* Stored records:
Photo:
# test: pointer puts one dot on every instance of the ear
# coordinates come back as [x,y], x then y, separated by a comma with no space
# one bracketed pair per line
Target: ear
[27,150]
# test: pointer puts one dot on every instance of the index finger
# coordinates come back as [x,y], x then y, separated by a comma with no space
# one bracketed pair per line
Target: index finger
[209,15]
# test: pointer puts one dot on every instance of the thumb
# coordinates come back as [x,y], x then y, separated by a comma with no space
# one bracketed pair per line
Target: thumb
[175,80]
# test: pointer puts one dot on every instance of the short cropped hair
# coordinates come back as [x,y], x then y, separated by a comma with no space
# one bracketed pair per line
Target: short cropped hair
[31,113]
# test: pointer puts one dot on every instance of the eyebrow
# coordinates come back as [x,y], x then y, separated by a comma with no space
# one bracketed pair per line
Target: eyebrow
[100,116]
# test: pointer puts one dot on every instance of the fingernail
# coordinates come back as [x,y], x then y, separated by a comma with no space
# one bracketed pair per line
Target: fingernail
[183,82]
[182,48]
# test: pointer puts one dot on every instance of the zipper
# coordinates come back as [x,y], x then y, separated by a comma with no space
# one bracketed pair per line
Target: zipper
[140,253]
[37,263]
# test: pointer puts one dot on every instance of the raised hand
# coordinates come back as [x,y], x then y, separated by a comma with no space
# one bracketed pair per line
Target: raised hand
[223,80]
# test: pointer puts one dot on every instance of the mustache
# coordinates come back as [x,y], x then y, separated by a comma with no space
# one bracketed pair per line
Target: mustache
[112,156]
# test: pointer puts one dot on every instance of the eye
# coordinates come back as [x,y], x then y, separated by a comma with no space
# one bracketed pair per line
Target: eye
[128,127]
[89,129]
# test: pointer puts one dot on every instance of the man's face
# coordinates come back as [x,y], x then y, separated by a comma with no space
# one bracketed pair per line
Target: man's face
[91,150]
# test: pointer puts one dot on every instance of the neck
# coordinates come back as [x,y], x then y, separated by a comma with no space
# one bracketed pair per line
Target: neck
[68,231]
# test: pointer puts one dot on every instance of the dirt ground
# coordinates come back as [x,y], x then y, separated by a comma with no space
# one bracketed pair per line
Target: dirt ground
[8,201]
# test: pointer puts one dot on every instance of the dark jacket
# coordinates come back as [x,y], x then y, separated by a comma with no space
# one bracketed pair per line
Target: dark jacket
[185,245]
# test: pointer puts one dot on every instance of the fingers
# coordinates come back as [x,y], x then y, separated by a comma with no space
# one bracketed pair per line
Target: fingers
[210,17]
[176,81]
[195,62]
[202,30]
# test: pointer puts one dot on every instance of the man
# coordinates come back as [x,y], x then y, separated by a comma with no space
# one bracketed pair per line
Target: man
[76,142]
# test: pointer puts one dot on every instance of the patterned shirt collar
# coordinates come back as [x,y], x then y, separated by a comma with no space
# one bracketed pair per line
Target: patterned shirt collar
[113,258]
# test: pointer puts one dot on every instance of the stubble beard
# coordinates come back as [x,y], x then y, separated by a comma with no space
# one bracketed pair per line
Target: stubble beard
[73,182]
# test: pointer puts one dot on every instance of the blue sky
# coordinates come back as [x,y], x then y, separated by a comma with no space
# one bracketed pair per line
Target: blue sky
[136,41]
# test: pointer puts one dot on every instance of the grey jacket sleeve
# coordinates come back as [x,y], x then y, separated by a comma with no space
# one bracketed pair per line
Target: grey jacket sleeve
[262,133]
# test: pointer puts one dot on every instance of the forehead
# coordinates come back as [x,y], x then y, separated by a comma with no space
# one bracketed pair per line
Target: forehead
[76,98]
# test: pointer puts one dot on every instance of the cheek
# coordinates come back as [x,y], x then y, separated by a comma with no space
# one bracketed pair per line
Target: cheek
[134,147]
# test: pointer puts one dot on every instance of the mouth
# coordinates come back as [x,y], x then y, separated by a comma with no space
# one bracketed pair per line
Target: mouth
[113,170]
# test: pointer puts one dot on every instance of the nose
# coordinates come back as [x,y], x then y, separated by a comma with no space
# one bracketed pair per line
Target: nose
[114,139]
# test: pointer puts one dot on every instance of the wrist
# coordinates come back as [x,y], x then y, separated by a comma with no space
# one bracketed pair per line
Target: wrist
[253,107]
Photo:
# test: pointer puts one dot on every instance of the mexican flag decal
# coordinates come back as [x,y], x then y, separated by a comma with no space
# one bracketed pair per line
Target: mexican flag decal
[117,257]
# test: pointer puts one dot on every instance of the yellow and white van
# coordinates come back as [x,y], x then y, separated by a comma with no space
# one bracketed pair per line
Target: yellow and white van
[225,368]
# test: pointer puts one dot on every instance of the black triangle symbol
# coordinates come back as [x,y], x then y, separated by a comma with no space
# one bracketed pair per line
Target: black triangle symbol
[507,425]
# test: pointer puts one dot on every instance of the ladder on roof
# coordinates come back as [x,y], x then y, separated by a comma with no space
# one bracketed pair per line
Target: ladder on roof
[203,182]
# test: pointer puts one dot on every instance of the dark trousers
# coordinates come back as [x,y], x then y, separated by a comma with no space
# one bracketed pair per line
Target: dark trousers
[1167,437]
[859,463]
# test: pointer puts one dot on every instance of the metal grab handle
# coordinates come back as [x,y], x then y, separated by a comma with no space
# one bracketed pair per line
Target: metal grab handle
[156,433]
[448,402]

* REQUIRED WORK:
Print every record exactly as it was given.

* EXERCISE OUTPUT:
Photo:
# test: pointer puts one dot on every instance of the ear
# coordinates come back as [x,y], x then y, separated by a comma with no space
# one bracketed pair per line
Target: ear
[27,150]
# test: pointer puts one dot on every instance of the index finger
# coordinates come back as [x,y], x then y, separated by a comma with no space
# one bracketed pair per line
Target: index finger
[209,15]
# test: pointer puts one dot on every instance of the thumb
# coordinates come back as [x,y], x then y, separated by a comma with no space
# one bracketed pair per line
Target: thumb
[175,80]
# test: pointer puts one dot on every instance of the short cropped hair
# coordinates come back as [x,y], x then y, separated by a comma with no space
# one bracketed pair per line
Target: short cropped hair
[31,113]
# test: pointer puts one dot on every instance of the eyebrow
# coordinates come back as [x,y], x then y, separated by a comma with no space
# one bracketed pair per line
Target: eyebrow
[100,116]
# test: pointer puts one dot on every instance of the fingernail
# coordinates come back as [x,y], x then y, separated by a comma with no space
# one bracketed pair per line
Target: fingernail
[183,82]
[182,48]
# test: pointer puts one dot on every instance of the zipper
# coordinates come back as [x,y], x then y, separated by a comma with no space
# one bracketed pair per line
Target: zipper
[140,253]
[37,263]
# test: pointer puts one dot on every instance of the raised hand
# coordinates come back as [x,y], x then y, separated by a comma with no space
# one bracketed pair per line
Target: raised hand
[223,80]
# test: pointer puts one dot on every instance of the mustache
# coordinates come back as [x,y], x then y, separated by a comma with no space
# one bracketed pair per line
Target: mustache
[112,156]
# test: pointer puts one dot on every instance of the eye
# coordinates come back as [x,y], x then y, separated by a comma with no space
# one bracketed pair per line
Target: eye
[128,127]
[89,129]
# test: pointer puts one dot on every instance of the man's face
# coordinates come back as [x,y], x then y, separated by a comma with no space
# one bracketed pair per line
Target: man's face
[91,150]
# test: pointer puts one dot on every instance of the neck
# coordinates come back as [x,y], x then y, separated by a comma with no space
# one bracketed pair per line
Target: neck
[68,231]
# test: pointer puts one dot on every instance of the dirt ground
# coordinates come back as [x,y], x then y, separated by a comma with no space
# one bracketed pair per line
Target: dirt ground
[8,201]
# test: pointer puts one dot on every instance of the dark jacket
# coordinates come back as [x,y], x then y, separated by a comma with no space
# one bracketed pair per line
Target: dark jacket
[185,245]
# test: pointer puts one dot on every instance of the fingers
# coordinates come back as [x,y], x then y, separated by a comma with no space
# one bracketed pair per line
Target: fingers
[210,17]
[176,81]
[195,62]
[202,30]
# test: pointer puts one dot on every instance of the man
# coordinates come back as [x,y], x then y, separated by a comma with no space
# one bracketed pair per line
Target: man
[76,142]
# test: pointer puts one dot on every instance of the patterned shirt collar
# coordinates come back as [x,y], x then y, separated by a comma with no space
# one bracketed pair per line
Target: patterned shirt collar
[113,258]
# test: pointer puts one dot on every instance of the stubble beard
# coordinates come back as [x,y], x then y, separated by a comma with no space
# one bracketed pair per line
Target: stubble beard
[73,182]
# test: pointer puts one dot on every instance of the blue sky
# coordinates come back as [x,y], x then y, separated by a comma with no space
# one bracketed pair per line
Target: blue sky
[136,41]
# test: pointer puts one dot on every instance of the grey jacket sleeve
# coordinates come back as [x,y], x then y, separated by a comma with no space
# one bracketed pair per line
Target: grey jacket sleeve
[262,133]
# test: pointer puts one dot on every instance of the forehead
# coordinates come back as [x,y], x then y, separated by a comma with no space
# one bracketed pair per line
Target: forehead
[76,98]
# test: pointer puts one dot on every instance of the cheek
# coordinates come back as [x,y], x then y, separated by a comma with no space
# one bracketed pair per line
Target: cheek
[134,147]
# test: pointer puts one dot on every instance of the mouth
# coordinates come back as [x,y], x then y, separated by a comma with no space
# one bracketed pair per line
Target: mouth
[113,170]
# test: pointer puts one dot on every instance of the nose
# coordinates come back as [x,y], x then y, separated by a comma with no space
# one bracketed pair per line
Target: nose
[114,139]
# test: pointer puts one dot on every instance of the wrist
# coordinates come back as [x,y], x then y, separated by a comma with no space
# one bracketed pair per line
Target: wrist
[253,107]
Photo:
# test: pointer puts one dot on every instance of the mexican flag decal
# coordinates come back as [x,y], x then y, separated by a comma with no space
# one bracketed pair per line
Target: mexican flag decal
[117,257]
# test: pointer puts one dot on every instance of the yellow and white van
# coordinates come back as [x,y], x then y, separated by a comma with no space
# one bracketed pair per line
Target: yellow and white van
[225,368]
# test: pointer puts one dot on every instance of the black triangle symbol
# coordinates come back as [x,y], x then y, separated by a comma with no space
# one bracketed pair per line
Target: black triangle symbol
[507,425]
# test: pointer puts one dot on every instance of the ladder on roof
# coordinates come back as [x,y], x then y, separated by a comma with no space
# one bracketed pair per line
Target: ladder on roof
[203,182]
# test: pointer puts one dot on every instance of the dark trousers
# coordinates come back as [x,y], x then y, separated by a comma with no space
# one bracketed pair per line
Target: dark trousers
[1167,437]
[859,463]
# test: pointer puts one dot on every instance of the metal grab handle
# coordinates come back as [x,y], x then y, separated by a comma with no space
# one bracketed pair per line
Target: metal grab handle
[156,433]
[448,402]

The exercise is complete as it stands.